§ What you have to do:
Output exactly the lines from the line with "slope in the photo above." through the end of the records below. Include nothing else.

(Dataset rows on where objects appear)
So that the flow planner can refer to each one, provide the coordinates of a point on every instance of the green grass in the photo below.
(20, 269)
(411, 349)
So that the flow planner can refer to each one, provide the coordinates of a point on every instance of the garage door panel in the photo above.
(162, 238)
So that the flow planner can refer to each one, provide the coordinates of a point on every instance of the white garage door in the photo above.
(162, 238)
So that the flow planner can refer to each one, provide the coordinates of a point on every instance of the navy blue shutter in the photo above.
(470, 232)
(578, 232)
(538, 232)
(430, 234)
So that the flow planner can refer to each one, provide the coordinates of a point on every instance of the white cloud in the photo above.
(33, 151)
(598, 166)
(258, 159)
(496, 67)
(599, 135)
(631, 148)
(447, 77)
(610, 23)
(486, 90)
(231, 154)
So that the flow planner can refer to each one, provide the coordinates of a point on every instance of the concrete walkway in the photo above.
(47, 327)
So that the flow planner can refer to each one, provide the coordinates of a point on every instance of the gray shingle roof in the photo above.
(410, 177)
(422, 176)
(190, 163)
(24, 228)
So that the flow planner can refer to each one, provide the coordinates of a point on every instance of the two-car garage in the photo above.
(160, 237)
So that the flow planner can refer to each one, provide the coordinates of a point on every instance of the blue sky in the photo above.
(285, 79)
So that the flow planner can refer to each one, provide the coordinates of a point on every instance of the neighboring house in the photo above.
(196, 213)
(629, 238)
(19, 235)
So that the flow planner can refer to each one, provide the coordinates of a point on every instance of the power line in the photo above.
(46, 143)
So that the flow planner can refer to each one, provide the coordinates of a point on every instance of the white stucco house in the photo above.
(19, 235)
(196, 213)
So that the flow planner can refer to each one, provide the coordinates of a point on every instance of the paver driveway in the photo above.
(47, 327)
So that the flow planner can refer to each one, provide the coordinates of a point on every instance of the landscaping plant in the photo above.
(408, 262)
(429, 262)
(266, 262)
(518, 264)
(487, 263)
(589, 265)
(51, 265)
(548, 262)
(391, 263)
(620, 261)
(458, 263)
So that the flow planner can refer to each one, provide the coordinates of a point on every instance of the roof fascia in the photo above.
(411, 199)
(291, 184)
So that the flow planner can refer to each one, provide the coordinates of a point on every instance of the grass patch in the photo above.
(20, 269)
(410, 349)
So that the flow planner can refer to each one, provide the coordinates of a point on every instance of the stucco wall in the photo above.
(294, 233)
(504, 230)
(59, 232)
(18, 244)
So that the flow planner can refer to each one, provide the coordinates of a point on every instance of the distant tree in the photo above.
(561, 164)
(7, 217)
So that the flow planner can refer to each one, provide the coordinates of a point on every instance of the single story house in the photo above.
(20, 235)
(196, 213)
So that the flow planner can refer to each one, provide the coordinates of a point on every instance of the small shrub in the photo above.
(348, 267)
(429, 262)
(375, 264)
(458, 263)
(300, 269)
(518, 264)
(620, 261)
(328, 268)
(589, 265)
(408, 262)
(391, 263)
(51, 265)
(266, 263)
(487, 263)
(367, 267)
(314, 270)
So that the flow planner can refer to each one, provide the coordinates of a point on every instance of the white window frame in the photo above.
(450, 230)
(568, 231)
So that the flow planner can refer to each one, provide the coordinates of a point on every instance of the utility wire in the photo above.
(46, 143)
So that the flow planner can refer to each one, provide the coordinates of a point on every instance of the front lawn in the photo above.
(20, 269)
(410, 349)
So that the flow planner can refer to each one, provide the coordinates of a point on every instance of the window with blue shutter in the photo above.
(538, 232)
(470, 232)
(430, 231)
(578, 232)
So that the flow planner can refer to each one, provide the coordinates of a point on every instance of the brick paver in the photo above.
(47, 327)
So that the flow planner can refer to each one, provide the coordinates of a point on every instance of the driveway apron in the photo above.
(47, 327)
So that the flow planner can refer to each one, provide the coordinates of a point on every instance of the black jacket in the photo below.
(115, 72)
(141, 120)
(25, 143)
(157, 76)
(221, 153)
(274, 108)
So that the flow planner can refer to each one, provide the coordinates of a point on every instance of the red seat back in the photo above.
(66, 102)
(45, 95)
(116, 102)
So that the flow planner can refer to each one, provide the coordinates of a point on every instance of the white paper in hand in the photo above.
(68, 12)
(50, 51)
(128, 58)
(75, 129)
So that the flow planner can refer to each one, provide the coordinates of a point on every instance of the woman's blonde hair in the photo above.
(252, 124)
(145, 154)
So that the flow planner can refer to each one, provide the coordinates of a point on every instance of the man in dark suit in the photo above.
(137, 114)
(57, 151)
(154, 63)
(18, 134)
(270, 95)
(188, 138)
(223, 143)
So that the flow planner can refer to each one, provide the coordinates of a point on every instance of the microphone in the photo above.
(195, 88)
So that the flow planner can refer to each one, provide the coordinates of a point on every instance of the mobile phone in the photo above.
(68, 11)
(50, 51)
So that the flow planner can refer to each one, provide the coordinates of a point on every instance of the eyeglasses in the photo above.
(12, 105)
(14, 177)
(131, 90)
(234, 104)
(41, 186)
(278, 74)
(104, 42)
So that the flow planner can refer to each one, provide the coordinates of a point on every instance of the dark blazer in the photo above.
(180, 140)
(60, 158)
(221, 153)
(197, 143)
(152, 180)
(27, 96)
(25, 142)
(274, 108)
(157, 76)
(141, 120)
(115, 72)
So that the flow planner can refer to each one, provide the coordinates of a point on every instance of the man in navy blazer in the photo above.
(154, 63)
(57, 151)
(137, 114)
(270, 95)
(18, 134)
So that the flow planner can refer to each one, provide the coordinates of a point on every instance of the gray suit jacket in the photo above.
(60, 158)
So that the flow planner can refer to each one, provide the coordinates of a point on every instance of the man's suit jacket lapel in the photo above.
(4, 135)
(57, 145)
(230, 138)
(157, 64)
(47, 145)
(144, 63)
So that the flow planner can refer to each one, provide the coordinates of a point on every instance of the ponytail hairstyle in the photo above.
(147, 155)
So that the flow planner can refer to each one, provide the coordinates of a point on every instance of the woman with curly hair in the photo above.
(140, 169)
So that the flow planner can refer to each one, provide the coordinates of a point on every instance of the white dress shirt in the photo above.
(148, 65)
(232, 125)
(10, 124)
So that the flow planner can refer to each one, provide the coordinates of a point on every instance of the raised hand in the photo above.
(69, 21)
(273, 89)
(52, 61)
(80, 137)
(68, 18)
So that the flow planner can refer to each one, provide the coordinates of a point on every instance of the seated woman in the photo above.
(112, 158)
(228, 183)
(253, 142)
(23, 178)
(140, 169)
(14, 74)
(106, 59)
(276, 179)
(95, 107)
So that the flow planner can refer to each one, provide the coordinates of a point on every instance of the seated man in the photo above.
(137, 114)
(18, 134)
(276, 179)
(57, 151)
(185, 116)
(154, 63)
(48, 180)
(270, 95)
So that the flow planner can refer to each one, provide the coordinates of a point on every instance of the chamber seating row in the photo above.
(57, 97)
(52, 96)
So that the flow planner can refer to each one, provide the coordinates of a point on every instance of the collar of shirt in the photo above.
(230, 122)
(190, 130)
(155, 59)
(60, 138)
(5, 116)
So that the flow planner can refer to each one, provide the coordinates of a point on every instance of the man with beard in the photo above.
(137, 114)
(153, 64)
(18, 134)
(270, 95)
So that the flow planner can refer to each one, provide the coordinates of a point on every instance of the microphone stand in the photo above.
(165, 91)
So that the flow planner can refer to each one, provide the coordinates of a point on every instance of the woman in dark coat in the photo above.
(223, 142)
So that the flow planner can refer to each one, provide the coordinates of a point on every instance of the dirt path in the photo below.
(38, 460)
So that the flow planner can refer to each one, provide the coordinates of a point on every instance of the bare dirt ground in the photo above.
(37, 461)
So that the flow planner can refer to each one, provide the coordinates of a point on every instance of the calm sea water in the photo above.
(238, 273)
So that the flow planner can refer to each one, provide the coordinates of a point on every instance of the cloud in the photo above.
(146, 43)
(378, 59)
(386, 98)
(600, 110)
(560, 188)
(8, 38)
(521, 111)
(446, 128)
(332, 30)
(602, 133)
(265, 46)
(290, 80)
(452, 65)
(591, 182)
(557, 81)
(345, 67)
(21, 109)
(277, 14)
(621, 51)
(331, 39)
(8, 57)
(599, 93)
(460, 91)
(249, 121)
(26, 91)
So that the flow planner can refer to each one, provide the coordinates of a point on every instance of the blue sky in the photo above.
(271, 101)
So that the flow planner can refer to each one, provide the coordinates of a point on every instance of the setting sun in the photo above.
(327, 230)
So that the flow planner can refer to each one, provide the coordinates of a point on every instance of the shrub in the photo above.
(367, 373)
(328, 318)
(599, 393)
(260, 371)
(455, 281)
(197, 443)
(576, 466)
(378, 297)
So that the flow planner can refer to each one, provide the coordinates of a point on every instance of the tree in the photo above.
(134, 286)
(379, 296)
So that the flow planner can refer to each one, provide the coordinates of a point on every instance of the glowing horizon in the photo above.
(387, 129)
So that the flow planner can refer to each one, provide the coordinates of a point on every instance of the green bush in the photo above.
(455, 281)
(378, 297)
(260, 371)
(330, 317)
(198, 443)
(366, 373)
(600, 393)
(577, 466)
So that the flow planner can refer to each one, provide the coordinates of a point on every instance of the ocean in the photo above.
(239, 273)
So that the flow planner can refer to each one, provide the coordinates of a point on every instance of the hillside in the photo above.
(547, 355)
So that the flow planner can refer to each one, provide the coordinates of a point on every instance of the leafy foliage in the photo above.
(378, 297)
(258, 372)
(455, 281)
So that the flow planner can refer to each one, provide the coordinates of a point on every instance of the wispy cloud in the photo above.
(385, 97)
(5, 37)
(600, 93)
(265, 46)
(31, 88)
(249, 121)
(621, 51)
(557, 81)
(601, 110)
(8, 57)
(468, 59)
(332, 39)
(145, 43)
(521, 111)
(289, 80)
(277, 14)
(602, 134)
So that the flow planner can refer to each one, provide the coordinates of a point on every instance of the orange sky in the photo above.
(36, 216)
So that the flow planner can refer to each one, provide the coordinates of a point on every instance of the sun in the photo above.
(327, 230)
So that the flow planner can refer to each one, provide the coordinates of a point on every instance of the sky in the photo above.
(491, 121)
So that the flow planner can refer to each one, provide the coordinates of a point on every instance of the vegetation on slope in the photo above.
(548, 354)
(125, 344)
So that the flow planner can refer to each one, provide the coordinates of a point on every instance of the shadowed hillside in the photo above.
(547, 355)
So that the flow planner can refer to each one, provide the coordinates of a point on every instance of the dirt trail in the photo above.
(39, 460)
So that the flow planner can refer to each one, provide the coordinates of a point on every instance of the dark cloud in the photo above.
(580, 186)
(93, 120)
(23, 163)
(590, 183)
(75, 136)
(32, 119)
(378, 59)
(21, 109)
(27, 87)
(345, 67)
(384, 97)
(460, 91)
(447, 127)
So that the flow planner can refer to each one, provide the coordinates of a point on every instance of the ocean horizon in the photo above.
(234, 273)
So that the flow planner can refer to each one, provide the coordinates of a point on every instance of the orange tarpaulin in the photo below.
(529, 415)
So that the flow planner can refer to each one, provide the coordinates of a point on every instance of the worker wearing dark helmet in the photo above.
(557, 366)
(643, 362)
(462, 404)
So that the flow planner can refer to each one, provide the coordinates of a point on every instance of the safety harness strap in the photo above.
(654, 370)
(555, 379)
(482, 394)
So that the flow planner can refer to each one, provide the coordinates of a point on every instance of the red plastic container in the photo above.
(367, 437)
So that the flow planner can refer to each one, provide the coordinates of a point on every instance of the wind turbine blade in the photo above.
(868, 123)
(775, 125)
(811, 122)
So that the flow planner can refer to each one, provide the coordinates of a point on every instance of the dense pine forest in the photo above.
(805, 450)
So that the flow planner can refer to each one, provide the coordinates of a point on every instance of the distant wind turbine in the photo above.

§ Response:
So that the flow planner can refer to each one, provide the coordinates of a point on every instance of the vegetation on slope in the photo above.
(548, 354)
(125, 344)
So that the flow planner can refer to each one, provide the coordinates of a point on every instance of the shadowed hillside in the photo above.
(547, 355)
So that the flow planner can refer to each one, provide the coordinates of a point on every instance of the dirt trail in the photo above.
(39, 460)
So that the flow planner can refer to each one, provide the coordinates of a point on every instance of the dark cloud in the photo above.
(580, 186)
(93, 120)
(23, 163)
(590, 183)
(75, 136)
(32, 119)
(378, 59)
(21, 109)
(27, 87)
(345, 67)
(384, 97)
(460, 91)
(447, 127)
So that the flow planner can refer to each one, provide the coordinates of a point on every instance of the ocean horizon in the photo above.
(234, 273)
So that the flow planner can refer to each one, provide the coordinates of a point on every instance of the orange tarpaulin in the photo below.
(529, 415)
So that the flow planner can refer to each one, provide the coordinates of a point on every instance of the worker wearing dark helmet in the photo above.
(557, 366)
(643, 362)
(462, 404)
So that the flow planner can refer to each one, provide the coordinates of a point on every instance of the safety harness strap in the photo above.
(654, 370)
(555, 379)
(482, 394)
So that the flow planner can refer to each one, provide the coordinates of a point on every instance of the red plastic container in the photo above.
(367, 437)
So that the flow planner can refer to each one, provide the coordinates of a point on every instance of the wind turbine blade in the photo above.
(868, 123)
(775, 125)
(811, 122)
So that the flow planner can refer to each one, provide the coordinates of a point on every instance of the dense pine forest in the photo above.
(805, 450)
So that the flow planner can refer to each one, provide the coordinates of a point on every instance of the distant wind turbine in the photo above.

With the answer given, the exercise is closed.